▶ [TEXT SHOWN]
FORM OF NOTE

Published on September 20, 1999



Exhibit (4)(b)


THIS MITTS SECURITY IS A GLOBAL SECURITY WITHIN THE MEANING OF THE INDENTURE
HEREINAFTER REFERRED TO AND IS REGISTERED IN THE NAME OF A DEPOSITORY OR A
NOMINEE THEREOF. UNLESS AND UNTIL IT IS EXCHANGED IN WHOLE OR IN PART FOR MITTS
SECURITIES IN CERTIFICATED FORM, THIS MITTS SECURITY MAY NOT BE TRANSFERRED
EXCEPT AS A WHOLE BY THE DEPOSITORY TRUST COMPANY, A NEW YORK CORPORATION
("DTC"), TO A NOMINEE OF DTC OR BY DTC OR ANY SUCH NOMINEE TO A SUCCESSOR
DEPOSITORY OR A NOMINEE OF SUCH SUCCESSOR DEPOSITORY. UNLESS THIS MITTS
SECURITY IS PRESENTED BY AN AUTHORIZED REPRESENTATIVE OF DTC TO MERRILL LYNCH &
CO., INC. OR ITS AGENT FOR REGISTRATION OF TRANSFER, EXCHANGE OR PAYMENT, AND
ANY MITTS SECURITY ISSUED IS REGISTERED IN THE NAME OF CEDE & CO. OR IN SUCH
OTHER NAME AS REQUESTED BY AN AUTHORIZED REPRESENTATIVE OF DTC (AND ANY PAYMENT
IS MADE TO CEDE & CO. OR TO SUCH OTHER ENTITY AS IS REQUESTED BY AN AUTHORIZED
REPRESENTATIVE OF DTC), ANY TRANSFER, PLEDGE OR OTHER USE HEREOF FOR VALUE OR
OTHERWISE BY OR TO ANY PERSON IS WRONGFUL INASMUCH AS THE REGISTERED OWNER
HEREOF, CEDE & CO., HAS AN INTEREST HEREIN.

▶ [WRITTEN INSTRUCTION]
Answer these questions about the form of note:
(a) On what date was it published?
(b) What kind of entity does it say The Depository Trust Company is?
(c) Who does it name as the registered owner?

▶ [EXTRACTED RECORDS]
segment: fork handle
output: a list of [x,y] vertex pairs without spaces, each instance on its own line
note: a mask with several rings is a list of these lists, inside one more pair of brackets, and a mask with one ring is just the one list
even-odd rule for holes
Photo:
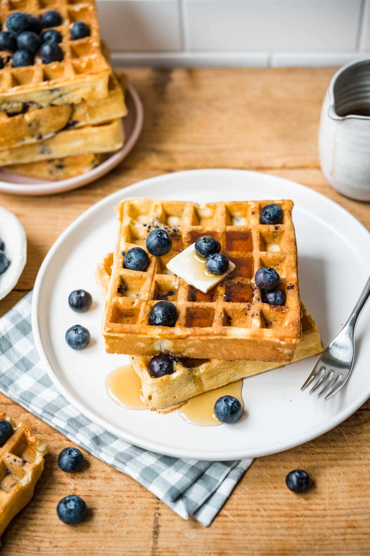
[[352,312],[351,316],[348,319],[346,325],[352,325],[353,327],[356,323],[356,321],[358,317],[359,314],[361,311],[365,306],[366,301],[369,299],[370,296],[370,276],[368,278],[367,282],[365,285],[362,293],[360,295],[358,301],[354,306],[354,309]]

▶ [CORRECT RESULT]
(a) September 20, 1999
(b) A New York corporation
(c) Cede & Co.